══ Given data ══
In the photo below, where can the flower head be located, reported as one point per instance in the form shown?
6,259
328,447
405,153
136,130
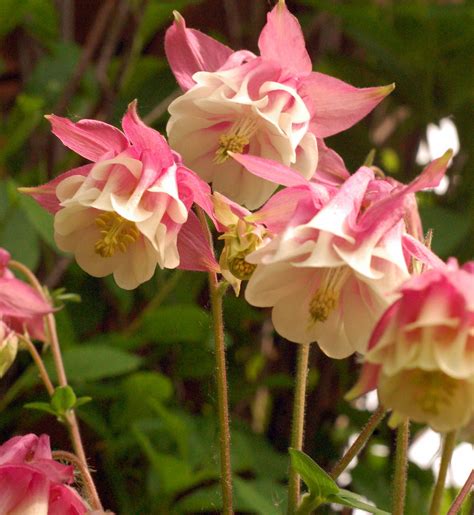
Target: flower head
271,105
421,353
329,275
122,214
32,483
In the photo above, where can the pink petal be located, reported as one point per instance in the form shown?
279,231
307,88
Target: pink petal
193,247
338,105
63,499
270,170
420,252
282,40
19,299
144,138
45,194
331,169
89,138
189,51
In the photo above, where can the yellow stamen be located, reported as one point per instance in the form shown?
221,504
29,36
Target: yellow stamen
236,139
435,389
117,234
326,297
241,268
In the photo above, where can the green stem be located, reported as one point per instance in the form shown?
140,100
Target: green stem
448,448
216,295
401,465
297,429
375,419
463,493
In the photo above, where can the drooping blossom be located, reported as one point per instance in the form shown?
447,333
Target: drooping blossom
22,308
123,214
421,352
241,236
32,483
273,105
328,276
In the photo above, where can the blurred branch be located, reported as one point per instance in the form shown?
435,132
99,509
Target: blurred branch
92,42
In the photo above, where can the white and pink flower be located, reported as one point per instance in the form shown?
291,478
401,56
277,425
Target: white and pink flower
421,353
273,105
124,213
330,274
32,483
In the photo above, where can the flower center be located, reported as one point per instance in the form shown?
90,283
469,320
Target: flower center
241,268
117,234
326,297
236,139
434,389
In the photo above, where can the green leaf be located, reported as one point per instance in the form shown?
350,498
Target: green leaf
347,498
63,399
319,483
177,323
41,406
94,362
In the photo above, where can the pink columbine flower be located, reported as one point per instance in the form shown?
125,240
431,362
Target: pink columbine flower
124,213
329,276
421,353
273,105
21,307
32,483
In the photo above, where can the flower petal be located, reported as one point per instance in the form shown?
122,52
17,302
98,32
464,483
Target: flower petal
282,41
89,138
189,51
338,105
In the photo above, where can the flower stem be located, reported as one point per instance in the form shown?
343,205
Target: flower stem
216,295
297,429
71,419
468,485
401,465
375,419
83,470
448,448
39,363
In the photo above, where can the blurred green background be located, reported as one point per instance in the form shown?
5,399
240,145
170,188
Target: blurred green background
146,356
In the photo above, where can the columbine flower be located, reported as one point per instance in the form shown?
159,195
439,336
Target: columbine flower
421,353
32,483
124,213
21,307
329,277
271,106
241,237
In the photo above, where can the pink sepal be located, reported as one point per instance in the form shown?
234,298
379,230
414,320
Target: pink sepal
88,138
144,138
282,41
420,252
338,105
193,247
45,194
189,51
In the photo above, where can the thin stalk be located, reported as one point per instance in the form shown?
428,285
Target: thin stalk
79,465
297,429
448,448
463,493
216,295
71,419
40,365
401,465
375,419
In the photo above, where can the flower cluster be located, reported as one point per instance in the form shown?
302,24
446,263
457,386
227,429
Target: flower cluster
32,483
336,256
22,310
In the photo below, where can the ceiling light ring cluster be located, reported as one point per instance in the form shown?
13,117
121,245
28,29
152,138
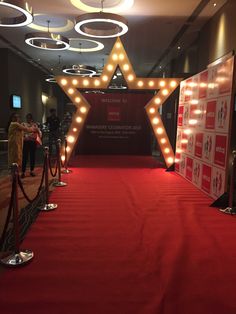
═══
__What needs to be done__. Nothing but the lines from the one containing "In the photo above, where can the thin" through the final line of the records, both included and copied exactly, should appear in the answer; pictures stay out.

__Result for this exercise__.
In the photo above, where can the thin stalk be located, reported as one point per instance in the form shown?
428,285
Target: thin stalk
79,465
297,429
448,448
463,493
216,295
71,419
40,365
401,465
375,419
In the photo above, where can the flower cluster be located, reported as one point per instance in the form shown?
302,24
446,263
457,386
227,429
Target: flower cluster
32,483
336,256
22,310
In the photo below, where can the ceiling light ring cluster be located, reported as one point per instance in the form shown?
13,117
121,245
28,29
152,138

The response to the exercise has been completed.